第8回 紹介所と労働組合のかかわり
最近、家政婦(夫)紹介の関係で、求職者である家政婦(夫)さんと紹介先の家庭との間でトラブルが発生し、これをめぐって、家政婦(夫)さんが労働組合(地域を基盤とする、個人でも加入できる合同労組)に加入し、紹介所が当該労働組合から交渉の申し入れを受けるという事例を把握したので、紹介所と労働組合とのかかわりについて検討してみることとしたい。
1 労働組合とは
個々の労働者と使用者との間には、経済的な交渉力の点で大きな差がみられることから、労働者が団結して使用者と労働条件をはじめとする労使関係上の諸問題について対等の立場で交渉できるようにするため、労働者が団結して団体―労働組合―を結成することを認め(憲法28条)、労働条件の維持・向上等を図ることとされている。労働組合はこのようなことを目的に労働者によって結成されるものであるが、使用者からの労働組合の活動に対する様々な妨害行為を禁止することにより、組合活動の自由が保障されている(労働組合法)。この労働組合活動の自由を保障するため、使用者による不当労働行為を違法として禁止する(注1)とともに、労働委員会による救済制度を設けている。

+--

• 課題内容: 上の文書抜粋では、労働者が団結して労働組合を結成することを認める根拠として、どの条文が挙げられていますか。

+--

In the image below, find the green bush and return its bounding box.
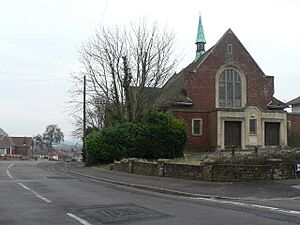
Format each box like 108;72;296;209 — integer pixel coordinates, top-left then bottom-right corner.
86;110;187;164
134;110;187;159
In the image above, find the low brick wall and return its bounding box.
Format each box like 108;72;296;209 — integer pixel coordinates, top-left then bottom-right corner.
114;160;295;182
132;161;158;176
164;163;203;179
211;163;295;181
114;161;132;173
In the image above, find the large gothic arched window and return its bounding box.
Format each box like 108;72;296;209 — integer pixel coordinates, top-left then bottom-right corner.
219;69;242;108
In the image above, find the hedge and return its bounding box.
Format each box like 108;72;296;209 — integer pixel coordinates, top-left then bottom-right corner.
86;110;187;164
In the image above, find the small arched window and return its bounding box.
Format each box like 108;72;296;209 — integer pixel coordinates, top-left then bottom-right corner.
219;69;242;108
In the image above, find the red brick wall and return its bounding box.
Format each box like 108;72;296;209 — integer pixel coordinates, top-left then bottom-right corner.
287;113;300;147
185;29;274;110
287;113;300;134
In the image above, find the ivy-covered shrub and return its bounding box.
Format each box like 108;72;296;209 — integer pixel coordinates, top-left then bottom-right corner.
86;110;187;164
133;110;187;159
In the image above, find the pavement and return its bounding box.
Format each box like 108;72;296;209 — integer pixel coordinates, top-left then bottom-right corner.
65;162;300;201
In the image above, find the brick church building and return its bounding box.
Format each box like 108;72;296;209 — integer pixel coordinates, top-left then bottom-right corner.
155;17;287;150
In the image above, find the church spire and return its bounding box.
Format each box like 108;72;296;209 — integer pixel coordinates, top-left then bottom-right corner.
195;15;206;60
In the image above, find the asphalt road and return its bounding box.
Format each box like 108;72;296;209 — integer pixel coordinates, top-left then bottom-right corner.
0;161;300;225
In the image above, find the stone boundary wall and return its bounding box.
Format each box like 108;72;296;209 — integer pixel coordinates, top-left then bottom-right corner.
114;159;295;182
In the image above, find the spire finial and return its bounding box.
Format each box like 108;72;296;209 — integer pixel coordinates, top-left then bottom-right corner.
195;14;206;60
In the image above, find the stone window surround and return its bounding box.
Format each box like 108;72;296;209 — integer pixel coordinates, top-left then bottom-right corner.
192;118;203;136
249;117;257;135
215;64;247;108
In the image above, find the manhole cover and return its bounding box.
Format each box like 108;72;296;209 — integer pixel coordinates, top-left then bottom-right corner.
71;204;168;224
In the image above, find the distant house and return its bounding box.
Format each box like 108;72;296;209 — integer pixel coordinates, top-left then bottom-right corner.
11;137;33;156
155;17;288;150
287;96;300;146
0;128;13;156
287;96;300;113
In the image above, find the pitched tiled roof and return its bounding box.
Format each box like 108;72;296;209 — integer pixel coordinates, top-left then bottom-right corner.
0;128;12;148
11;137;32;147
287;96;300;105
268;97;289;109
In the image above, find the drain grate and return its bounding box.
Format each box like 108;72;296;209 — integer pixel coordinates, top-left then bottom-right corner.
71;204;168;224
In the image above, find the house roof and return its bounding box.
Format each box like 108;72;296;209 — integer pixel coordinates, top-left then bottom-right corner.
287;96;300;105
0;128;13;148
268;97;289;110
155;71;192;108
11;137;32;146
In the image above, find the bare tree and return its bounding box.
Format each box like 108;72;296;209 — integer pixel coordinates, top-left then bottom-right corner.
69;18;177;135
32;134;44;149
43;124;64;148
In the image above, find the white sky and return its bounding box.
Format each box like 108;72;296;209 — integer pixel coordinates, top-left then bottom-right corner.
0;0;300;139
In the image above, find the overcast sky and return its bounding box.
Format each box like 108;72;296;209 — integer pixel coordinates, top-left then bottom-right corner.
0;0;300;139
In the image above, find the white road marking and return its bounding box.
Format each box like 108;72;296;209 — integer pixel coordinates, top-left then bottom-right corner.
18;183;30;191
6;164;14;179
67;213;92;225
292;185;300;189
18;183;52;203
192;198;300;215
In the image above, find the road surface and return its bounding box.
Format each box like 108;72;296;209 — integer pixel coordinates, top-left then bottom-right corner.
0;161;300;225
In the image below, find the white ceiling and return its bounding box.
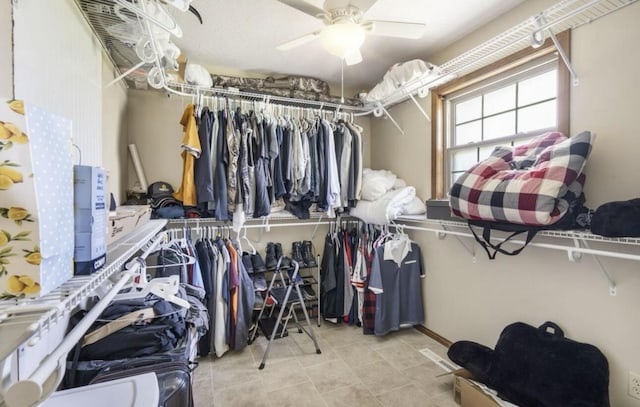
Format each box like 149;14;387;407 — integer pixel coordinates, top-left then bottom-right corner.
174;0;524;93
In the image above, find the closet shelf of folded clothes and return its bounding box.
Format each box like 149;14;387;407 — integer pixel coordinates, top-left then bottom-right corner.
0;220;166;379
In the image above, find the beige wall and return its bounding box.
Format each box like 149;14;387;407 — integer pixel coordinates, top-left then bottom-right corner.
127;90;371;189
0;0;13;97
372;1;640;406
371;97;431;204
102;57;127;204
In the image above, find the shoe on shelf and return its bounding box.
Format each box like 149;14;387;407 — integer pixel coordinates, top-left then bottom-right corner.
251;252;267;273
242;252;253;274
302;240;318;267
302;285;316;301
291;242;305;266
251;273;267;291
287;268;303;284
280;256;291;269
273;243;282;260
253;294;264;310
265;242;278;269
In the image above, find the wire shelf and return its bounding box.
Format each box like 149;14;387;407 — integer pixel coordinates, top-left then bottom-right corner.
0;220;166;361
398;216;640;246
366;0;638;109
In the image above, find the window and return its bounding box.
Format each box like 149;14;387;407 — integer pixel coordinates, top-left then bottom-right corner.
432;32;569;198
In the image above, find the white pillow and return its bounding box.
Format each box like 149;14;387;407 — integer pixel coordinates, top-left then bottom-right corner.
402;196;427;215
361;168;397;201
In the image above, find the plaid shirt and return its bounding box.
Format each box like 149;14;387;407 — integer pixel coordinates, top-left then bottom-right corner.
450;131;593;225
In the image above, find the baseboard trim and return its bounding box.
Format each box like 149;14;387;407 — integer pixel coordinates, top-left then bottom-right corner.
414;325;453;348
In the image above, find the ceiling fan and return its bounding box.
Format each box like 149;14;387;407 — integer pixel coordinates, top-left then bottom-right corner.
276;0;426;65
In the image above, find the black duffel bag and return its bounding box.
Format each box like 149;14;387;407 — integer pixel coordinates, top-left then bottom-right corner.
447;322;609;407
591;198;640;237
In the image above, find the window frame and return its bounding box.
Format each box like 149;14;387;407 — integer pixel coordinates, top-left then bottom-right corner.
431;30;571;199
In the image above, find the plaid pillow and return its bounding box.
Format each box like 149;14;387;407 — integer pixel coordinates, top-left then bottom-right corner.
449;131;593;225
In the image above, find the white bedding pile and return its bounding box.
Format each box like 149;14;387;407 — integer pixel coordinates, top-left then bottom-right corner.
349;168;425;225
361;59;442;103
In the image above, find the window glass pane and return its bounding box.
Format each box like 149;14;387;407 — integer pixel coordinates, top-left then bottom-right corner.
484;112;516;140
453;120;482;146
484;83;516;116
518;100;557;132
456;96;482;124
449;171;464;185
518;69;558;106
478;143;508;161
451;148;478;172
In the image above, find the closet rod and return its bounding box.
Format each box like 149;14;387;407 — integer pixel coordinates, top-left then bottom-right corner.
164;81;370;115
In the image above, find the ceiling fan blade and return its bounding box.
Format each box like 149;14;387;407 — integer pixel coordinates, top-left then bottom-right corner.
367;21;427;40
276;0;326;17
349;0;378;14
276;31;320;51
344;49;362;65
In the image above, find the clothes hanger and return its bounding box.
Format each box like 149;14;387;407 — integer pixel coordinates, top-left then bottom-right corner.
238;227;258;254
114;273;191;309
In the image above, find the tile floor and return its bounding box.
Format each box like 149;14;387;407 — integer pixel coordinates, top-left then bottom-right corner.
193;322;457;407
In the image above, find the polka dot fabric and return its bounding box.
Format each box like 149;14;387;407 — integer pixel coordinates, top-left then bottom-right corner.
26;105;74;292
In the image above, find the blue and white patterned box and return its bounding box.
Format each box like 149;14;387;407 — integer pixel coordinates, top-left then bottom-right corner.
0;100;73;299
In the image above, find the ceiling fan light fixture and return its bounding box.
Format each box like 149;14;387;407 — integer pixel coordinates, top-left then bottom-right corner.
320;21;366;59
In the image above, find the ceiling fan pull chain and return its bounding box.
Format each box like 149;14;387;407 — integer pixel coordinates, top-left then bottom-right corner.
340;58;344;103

+--

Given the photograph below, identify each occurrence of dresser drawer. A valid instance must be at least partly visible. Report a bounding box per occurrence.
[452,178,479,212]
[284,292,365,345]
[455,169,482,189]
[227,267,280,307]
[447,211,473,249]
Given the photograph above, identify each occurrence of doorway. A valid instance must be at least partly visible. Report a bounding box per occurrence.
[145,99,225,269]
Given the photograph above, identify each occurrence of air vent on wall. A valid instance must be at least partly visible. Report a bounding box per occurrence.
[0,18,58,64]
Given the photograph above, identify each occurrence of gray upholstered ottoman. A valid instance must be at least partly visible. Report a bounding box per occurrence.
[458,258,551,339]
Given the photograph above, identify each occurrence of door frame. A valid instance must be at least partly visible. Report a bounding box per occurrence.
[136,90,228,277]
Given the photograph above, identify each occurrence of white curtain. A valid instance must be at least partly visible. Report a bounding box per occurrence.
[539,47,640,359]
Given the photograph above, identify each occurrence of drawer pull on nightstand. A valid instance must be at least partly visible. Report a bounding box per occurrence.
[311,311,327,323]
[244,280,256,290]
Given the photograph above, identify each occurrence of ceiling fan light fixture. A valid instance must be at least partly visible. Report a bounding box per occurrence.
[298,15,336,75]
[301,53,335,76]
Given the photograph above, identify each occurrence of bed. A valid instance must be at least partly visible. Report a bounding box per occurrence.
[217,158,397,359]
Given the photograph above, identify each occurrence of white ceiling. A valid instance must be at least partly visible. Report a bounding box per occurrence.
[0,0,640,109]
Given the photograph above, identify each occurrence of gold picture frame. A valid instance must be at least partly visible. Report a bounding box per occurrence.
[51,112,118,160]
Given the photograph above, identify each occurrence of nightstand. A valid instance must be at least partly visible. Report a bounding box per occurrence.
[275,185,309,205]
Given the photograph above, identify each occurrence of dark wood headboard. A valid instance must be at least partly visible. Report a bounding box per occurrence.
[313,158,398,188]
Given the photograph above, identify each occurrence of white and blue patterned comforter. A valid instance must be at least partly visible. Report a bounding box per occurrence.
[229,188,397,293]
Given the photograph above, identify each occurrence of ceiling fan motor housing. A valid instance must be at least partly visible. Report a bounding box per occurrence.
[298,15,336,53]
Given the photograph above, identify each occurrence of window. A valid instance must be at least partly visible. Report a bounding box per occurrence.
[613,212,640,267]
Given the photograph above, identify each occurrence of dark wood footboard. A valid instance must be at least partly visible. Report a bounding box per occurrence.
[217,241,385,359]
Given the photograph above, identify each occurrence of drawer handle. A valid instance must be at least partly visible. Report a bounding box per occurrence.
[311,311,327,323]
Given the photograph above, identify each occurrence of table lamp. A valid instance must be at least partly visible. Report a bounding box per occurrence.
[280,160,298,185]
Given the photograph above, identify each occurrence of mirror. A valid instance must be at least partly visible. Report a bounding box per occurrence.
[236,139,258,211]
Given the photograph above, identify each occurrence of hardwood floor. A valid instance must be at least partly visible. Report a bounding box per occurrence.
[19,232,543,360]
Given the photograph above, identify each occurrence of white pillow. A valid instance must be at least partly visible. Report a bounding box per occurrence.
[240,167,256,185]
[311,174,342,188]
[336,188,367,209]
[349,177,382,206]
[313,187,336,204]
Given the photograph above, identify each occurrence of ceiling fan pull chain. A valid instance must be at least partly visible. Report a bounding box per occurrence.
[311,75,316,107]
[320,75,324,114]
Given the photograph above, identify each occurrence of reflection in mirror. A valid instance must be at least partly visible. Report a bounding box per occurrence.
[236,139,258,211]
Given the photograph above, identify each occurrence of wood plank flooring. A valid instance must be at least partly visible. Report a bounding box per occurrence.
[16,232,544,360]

+--

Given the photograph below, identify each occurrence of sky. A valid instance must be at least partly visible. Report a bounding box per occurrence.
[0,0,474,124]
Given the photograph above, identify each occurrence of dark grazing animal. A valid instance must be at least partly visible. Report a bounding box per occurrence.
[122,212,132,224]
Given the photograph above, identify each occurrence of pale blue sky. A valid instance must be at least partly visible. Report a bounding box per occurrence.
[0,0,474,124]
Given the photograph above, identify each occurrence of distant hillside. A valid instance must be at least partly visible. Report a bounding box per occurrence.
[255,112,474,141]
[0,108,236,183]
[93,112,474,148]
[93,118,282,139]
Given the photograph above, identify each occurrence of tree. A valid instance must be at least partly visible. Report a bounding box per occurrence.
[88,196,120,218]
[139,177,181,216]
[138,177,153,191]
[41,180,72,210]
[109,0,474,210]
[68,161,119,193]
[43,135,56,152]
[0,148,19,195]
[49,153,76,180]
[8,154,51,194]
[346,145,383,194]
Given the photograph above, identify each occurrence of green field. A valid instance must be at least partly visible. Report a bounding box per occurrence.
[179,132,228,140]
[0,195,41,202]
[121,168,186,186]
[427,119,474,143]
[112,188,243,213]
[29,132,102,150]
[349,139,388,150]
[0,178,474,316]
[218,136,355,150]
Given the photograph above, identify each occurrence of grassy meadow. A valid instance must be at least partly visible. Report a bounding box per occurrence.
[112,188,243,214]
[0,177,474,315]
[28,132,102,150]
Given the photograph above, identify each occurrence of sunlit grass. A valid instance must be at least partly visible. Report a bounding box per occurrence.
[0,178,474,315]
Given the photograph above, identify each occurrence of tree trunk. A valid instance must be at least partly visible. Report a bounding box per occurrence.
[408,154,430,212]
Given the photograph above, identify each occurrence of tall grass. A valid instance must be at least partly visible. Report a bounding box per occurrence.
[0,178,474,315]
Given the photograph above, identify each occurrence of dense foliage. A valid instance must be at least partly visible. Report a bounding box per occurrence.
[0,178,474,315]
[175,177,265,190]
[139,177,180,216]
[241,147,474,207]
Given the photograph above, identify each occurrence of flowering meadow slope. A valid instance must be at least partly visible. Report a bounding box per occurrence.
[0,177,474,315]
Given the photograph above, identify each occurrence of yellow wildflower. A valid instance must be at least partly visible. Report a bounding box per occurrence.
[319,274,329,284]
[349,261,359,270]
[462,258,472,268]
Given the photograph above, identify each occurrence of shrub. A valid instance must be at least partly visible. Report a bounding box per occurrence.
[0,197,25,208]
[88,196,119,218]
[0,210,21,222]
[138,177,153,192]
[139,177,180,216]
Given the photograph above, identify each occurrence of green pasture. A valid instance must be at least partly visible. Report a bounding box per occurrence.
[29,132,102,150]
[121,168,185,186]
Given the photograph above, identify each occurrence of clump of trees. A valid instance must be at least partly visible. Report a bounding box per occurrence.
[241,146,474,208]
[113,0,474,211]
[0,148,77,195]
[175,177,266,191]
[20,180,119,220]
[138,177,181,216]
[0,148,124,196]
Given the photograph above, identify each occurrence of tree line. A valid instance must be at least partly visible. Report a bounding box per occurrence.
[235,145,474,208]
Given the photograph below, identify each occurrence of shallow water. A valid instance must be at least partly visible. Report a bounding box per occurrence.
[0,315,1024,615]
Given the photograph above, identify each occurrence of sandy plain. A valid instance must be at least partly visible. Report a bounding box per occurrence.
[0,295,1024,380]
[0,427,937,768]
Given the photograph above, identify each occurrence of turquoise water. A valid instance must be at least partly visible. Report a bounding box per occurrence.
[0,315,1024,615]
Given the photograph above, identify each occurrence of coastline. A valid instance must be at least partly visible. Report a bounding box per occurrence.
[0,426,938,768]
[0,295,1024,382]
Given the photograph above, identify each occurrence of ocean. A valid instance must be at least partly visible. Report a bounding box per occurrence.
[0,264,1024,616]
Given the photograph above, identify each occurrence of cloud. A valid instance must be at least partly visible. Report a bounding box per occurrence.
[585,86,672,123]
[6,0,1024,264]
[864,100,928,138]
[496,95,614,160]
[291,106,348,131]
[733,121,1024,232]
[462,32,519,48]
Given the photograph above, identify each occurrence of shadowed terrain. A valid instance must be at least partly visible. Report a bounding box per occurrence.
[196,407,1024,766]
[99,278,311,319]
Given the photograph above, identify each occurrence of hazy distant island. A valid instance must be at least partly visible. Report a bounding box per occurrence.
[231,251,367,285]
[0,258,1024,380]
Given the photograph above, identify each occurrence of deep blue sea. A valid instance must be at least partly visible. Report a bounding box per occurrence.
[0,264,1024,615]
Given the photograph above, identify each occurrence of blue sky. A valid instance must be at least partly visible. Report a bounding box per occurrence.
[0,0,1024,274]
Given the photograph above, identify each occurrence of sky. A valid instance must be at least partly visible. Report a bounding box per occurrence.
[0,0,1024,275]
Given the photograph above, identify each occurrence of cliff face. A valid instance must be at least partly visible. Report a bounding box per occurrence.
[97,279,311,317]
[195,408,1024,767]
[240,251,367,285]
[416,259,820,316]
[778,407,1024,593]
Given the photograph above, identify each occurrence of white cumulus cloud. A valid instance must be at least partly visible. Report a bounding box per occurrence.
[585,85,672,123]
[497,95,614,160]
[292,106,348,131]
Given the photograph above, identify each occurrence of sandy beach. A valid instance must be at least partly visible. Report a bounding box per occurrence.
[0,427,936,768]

+--

• 解答: 憲法28条です。